▶ [抜粋本文]
□ □ □
自衛隊イラク派兵差止訴訟(名古屋地裁)第1回口頭弁論における原告代表池住義憲氏の意見陳述から。


池住義憲氏は、日本における国際NGOの草分けの一人だ。
同氏は、ベトナム戦争終結時、南ベトナム、サイゴンから30㎞ほどにあるフー・バン難民臨時収容村で、戦火を逃れてくる難民の支援を行っていた。

同氏は、子どもたちを対象にしたデイケアセンター開設し、保育所のような活動をしていた。
人道支援を明らかにするYMCAの旗をセンターの前に掲げた。
同氏は、その活動をつぎのように述べている。
□ □ □
▶ [提供された行]
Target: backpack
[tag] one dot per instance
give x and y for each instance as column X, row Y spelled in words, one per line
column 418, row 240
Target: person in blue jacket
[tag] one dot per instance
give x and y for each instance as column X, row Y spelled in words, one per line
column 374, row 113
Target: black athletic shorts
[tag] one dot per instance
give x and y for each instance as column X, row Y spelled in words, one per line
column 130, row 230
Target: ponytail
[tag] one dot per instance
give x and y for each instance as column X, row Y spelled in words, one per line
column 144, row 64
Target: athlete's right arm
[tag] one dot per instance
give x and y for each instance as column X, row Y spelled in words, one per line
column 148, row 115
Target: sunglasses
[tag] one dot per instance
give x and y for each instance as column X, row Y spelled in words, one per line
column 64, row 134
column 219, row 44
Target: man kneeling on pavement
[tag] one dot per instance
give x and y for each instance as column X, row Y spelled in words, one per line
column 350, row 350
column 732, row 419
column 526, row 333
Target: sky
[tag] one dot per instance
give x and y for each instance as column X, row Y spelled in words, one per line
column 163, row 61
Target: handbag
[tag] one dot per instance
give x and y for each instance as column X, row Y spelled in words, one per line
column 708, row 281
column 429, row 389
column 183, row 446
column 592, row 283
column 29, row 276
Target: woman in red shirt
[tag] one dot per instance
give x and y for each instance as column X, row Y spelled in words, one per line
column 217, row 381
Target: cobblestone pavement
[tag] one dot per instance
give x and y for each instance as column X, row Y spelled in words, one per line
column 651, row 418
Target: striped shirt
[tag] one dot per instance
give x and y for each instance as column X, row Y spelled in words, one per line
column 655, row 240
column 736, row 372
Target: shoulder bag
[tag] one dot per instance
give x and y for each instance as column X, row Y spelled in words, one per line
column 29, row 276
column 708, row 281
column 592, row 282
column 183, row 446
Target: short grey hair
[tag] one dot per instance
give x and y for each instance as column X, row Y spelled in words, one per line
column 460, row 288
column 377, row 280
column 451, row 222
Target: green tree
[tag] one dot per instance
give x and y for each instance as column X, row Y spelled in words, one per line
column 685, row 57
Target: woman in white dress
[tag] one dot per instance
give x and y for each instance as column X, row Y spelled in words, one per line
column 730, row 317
□ □ □
▶ [解くべき問題]
- a) 池住義憲氏の意見陳述を紹介する本文を、全文そのまま打ち直すこと。
- b) 行の先頭から「column 374, row 113」を含む行まで（両端を含む）を、「番号」と「行の内容」の2列からなるMarkdownの表に整えること。空行は除く。
本文と行は互いに無関係である。

▶ [解答一覧]
- a)
自衛隊イラク派兵差止訴訟(名古屋地裁)第1回口頭弁論における原告代表池住義憲氏の意見陳述から。


池住義憲氏は、日本における国際NGOの草分けの一人だ。
同氏は、ベトナム戦争終結時、南ベトナム、サイゴンから30㎞ほどにあるフー・バン難民臨時収容村で、戦火を逃れてくる難民の支援を行っていた。

同氏は、子どもたちを対象にしたデイケアセンター開設し、保育所のような活動をしていた。
人道支援を明らかにするYMCAの旗をセンターの前に掲げた。
同氏は、その活動をつぎのように述べている。

- b)
| 番号 | 行の内容 |
|---|---|
| 1 | Target: backpack |
| 2 | [tag] one dot per instance |
| 3 | give x and y for each instance as column X, row Y spelled in words, one per line |
| 4 | column 418, row 240 |
| 5 | Target: person in blue jacket |
| 6 | [tag] one dot per instance |
| 7 | give x and y for each instance as column X, row Y spelled in words, one per line |
| 8 | column 374, row 113 |